━━━━━ WORKING DATA ━━━━━
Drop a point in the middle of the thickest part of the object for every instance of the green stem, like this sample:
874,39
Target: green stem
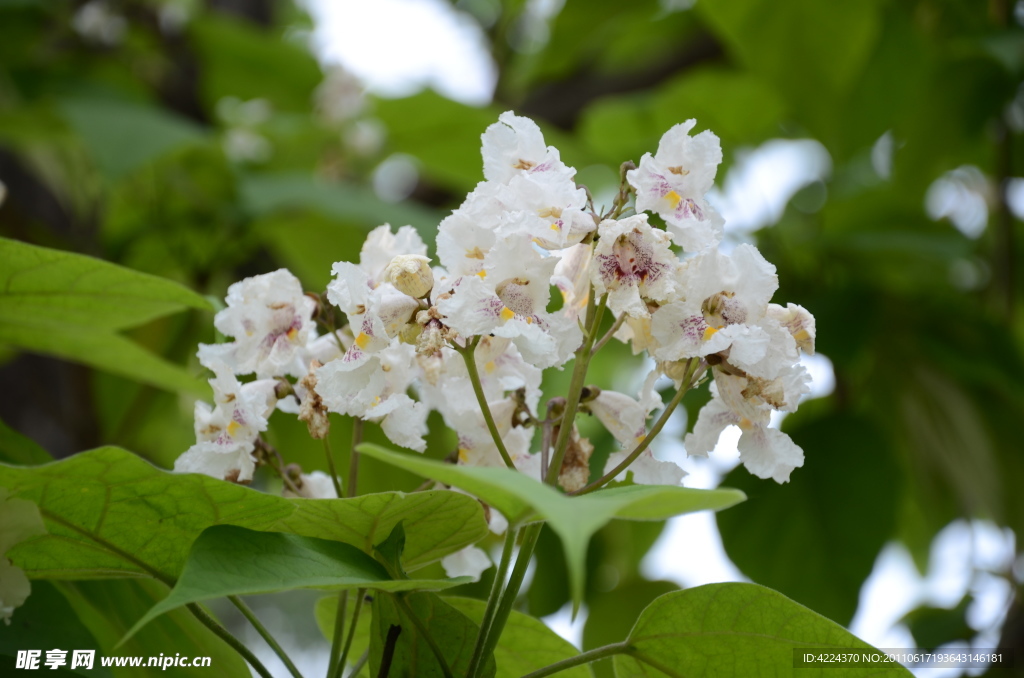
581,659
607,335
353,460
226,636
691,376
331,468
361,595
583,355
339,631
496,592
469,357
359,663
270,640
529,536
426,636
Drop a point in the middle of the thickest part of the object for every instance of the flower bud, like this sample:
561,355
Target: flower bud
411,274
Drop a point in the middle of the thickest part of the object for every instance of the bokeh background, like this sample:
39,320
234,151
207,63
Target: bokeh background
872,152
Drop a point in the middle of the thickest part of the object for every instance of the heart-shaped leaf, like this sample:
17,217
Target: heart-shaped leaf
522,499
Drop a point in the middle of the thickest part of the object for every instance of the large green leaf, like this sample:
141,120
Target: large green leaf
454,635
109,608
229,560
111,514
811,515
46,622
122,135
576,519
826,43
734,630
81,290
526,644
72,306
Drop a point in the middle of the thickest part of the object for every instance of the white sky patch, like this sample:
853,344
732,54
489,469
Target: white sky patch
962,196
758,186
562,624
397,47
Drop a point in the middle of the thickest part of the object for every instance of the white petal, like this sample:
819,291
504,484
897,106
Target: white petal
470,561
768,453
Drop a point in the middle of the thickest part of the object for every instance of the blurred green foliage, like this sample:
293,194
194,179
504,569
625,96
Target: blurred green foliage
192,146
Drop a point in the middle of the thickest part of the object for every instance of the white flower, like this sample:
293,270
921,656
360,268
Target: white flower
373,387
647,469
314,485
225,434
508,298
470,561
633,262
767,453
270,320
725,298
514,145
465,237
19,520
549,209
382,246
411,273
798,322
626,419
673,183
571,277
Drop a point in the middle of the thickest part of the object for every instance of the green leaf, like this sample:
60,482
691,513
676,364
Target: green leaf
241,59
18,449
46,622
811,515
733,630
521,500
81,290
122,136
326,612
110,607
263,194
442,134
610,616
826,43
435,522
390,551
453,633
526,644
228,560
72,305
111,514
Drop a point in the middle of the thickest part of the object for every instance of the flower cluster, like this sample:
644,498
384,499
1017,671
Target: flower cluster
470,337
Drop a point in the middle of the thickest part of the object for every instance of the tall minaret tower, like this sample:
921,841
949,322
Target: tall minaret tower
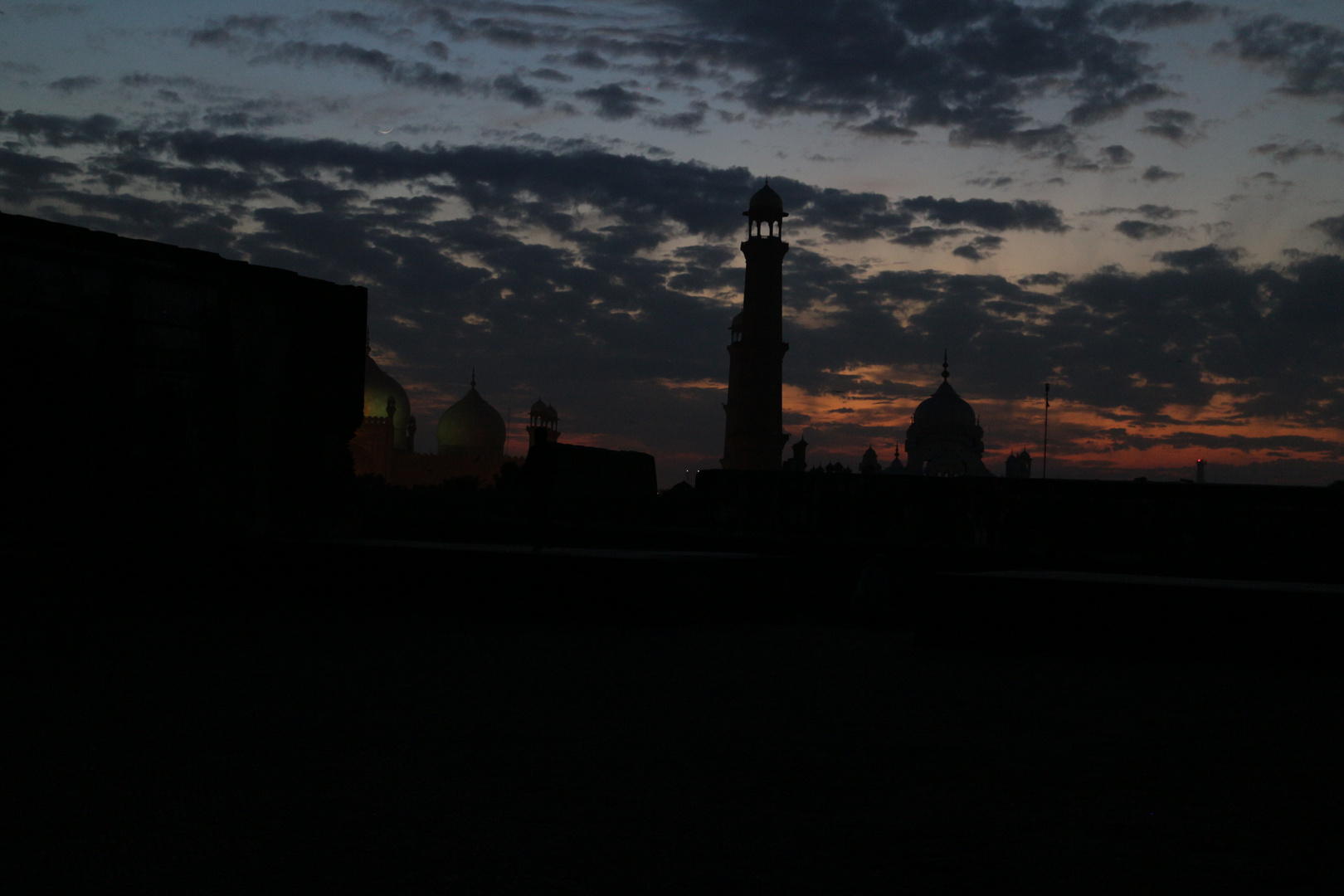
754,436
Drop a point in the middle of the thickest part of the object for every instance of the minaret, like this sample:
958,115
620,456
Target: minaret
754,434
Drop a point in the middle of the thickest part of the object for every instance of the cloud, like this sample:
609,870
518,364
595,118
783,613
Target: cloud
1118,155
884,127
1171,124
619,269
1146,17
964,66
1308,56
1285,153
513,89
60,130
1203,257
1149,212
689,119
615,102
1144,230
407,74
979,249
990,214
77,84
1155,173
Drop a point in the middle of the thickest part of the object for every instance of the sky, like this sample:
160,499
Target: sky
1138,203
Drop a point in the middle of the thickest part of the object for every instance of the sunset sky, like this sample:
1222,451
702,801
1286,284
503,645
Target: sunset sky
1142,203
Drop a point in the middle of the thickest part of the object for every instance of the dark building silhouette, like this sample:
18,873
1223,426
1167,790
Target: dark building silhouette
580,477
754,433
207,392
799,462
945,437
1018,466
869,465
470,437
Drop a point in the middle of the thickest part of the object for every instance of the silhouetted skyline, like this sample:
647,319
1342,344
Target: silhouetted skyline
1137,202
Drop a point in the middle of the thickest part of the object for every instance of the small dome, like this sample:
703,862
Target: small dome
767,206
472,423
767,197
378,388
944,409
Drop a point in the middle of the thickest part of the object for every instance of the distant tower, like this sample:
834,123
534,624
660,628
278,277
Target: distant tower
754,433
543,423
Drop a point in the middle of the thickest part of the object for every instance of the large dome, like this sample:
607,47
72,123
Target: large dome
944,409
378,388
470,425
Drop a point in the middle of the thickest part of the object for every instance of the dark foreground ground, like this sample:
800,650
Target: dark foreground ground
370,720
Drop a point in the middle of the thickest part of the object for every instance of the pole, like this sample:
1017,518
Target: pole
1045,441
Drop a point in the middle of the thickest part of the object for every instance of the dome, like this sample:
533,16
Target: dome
━━━━━
WRITTEN INSTRUCTION: Exact repetition is required for the lines from the one that contains "large dome, like" through the final line; leave out everything else.

RESULT FOR THIS EXERCISE:
Drop a point in the middle of the thickest part of the object for every instance of the large dome, like this sample:
607,47
72,123
Target: large dome
944,409
378,388
470,425
Drop a point in the middle of the thickest part of the object for every instance of the dark foreground ground, like this sample:
800,650
Target: dark foreground ground
370,720
Drop a point in the middle of the thickest part of the object for every instance of the pole, like this sample:
1017,518
Target: pole
1045,441
Drop a point in the middle of the thickest part of the object for every instance of the dome, like this sample:
533,16
Target: dome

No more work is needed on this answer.